> [Task details]:
Locate every line in the rows below that contains the string "strip", and copy each of those lines in full.
____
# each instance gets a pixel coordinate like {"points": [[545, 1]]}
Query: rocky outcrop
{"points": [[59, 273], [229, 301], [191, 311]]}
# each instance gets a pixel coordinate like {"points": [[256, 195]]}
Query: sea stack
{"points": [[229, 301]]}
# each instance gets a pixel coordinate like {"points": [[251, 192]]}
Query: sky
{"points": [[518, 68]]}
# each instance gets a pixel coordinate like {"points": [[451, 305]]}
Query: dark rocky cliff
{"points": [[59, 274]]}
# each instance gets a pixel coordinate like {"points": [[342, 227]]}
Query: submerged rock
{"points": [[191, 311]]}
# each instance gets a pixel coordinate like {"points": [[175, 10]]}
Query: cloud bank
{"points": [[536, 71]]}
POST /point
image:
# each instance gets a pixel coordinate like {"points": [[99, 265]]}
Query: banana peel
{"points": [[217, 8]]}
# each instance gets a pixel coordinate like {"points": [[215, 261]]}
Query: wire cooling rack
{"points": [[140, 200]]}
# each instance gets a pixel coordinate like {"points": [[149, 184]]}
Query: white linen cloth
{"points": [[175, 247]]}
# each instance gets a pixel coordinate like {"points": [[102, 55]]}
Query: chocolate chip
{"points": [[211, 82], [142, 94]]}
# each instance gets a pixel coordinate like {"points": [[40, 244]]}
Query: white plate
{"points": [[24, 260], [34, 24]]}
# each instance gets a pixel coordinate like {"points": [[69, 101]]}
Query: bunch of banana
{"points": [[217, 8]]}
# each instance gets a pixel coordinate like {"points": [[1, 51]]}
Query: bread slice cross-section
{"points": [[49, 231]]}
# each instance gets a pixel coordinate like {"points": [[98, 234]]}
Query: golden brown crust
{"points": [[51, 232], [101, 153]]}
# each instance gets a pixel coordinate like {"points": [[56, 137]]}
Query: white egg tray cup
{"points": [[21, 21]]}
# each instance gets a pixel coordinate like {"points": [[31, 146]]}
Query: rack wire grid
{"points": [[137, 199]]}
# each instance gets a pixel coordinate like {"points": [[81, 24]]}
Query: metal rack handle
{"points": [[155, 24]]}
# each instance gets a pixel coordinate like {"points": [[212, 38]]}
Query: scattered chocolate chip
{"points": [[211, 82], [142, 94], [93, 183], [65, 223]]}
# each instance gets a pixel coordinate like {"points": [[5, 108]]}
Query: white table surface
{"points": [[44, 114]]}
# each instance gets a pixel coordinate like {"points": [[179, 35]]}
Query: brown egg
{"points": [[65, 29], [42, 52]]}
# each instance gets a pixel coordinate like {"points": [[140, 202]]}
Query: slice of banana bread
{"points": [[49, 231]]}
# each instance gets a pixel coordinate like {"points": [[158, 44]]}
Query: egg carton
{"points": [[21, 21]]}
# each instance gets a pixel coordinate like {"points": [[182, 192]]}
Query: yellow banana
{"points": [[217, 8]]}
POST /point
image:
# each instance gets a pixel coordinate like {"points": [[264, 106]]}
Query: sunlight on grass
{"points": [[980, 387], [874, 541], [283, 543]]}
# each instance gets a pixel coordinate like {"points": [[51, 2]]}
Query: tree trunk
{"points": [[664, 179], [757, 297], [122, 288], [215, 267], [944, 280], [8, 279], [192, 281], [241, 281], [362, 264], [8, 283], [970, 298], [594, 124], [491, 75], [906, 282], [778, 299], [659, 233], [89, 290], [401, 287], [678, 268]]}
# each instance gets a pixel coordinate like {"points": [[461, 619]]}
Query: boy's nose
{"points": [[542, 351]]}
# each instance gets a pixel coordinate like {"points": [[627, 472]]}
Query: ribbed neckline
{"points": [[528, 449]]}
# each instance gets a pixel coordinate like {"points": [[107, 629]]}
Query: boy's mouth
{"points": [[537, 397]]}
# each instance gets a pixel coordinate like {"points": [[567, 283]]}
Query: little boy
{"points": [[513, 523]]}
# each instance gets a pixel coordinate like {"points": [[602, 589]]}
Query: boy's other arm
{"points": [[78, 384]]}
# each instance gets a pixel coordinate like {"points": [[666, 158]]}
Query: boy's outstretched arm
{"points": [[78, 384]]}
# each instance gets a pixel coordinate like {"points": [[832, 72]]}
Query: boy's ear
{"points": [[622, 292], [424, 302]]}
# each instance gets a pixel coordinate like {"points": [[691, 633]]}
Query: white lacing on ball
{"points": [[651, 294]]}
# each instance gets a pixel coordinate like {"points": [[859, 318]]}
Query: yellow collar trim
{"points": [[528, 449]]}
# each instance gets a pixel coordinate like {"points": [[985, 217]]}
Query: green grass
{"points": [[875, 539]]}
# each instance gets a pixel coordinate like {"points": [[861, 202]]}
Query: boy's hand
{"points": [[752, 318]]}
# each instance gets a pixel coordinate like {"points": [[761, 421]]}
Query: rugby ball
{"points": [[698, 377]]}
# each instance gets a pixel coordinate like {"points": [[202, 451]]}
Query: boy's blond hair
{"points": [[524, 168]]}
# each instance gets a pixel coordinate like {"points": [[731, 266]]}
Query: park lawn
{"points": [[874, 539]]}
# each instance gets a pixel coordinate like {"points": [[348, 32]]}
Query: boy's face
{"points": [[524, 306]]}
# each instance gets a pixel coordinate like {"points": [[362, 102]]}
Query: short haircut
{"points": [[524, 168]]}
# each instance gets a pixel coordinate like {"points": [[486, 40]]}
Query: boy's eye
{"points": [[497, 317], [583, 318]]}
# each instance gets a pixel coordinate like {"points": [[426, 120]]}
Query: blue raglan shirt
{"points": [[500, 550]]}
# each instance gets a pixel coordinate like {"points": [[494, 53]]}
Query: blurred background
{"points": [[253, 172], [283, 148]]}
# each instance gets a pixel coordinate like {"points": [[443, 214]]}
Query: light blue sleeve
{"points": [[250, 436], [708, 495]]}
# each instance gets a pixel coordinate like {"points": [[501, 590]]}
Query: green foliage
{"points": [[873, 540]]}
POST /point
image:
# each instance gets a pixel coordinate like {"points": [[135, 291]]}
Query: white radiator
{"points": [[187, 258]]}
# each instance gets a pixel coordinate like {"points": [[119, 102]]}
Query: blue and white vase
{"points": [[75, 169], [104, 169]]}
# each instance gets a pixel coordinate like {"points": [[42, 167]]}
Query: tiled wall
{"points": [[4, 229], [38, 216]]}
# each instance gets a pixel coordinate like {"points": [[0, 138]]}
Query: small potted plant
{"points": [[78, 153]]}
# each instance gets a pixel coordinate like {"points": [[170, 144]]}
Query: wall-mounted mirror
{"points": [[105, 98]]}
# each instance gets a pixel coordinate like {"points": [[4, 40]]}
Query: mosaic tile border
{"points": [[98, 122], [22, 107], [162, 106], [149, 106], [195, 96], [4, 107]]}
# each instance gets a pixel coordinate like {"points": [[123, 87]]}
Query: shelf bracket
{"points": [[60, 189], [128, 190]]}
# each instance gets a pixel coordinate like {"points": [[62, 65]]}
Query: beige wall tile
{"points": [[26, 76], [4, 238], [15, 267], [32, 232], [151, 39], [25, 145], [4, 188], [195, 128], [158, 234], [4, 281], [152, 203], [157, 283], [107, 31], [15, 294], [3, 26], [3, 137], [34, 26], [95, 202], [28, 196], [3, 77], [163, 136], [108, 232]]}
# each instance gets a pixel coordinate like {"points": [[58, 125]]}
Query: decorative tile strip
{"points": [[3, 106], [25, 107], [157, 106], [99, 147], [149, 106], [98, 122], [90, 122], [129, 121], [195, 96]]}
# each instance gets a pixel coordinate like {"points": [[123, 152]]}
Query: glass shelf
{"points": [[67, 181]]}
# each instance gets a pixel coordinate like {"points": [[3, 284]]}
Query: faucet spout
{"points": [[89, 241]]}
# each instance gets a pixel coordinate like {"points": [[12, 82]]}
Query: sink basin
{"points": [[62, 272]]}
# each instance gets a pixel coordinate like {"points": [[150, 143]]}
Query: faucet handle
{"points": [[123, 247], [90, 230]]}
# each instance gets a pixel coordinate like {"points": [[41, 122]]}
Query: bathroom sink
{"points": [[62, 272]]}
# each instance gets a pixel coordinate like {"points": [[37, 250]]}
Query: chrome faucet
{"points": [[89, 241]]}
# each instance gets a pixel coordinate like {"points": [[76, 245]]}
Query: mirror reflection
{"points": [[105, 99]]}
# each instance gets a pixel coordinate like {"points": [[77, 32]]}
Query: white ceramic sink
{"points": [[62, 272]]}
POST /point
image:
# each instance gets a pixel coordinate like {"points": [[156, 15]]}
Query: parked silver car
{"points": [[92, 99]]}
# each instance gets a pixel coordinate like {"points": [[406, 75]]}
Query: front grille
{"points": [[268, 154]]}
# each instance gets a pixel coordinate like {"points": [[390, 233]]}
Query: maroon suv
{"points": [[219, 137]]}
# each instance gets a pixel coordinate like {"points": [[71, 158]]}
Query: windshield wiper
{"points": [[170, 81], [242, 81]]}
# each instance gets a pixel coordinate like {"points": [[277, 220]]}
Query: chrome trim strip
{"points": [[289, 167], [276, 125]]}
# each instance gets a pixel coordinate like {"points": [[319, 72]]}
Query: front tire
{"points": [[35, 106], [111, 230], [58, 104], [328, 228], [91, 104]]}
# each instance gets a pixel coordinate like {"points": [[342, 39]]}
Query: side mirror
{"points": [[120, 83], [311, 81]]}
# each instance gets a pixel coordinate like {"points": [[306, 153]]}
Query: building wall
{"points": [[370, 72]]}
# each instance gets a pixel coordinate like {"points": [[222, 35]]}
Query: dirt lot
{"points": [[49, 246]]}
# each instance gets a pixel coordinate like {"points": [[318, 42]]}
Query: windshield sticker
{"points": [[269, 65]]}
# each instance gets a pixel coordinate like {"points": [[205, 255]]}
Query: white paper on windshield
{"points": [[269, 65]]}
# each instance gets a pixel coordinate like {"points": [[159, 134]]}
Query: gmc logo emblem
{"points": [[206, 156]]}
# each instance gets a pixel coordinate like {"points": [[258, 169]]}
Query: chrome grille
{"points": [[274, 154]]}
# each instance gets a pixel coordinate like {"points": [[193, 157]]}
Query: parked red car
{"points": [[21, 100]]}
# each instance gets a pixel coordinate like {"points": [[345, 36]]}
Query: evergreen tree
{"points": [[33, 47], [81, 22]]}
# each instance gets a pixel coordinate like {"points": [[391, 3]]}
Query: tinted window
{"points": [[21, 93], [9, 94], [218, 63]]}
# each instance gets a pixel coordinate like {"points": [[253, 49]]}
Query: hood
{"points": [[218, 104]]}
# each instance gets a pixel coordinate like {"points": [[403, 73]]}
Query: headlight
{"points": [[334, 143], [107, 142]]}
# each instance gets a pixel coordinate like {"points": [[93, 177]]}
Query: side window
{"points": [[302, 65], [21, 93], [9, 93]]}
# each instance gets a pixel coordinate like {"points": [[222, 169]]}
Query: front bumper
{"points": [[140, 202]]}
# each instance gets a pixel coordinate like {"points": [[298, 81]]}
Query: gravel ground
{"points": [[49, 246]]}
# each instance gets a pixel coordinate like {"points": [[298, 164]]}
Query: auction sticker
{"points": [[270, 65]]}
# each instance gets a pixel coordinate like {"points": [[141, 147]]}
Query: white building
____
> [Worked answer]:
Query: decorative tile strip
Query: chrome trim strip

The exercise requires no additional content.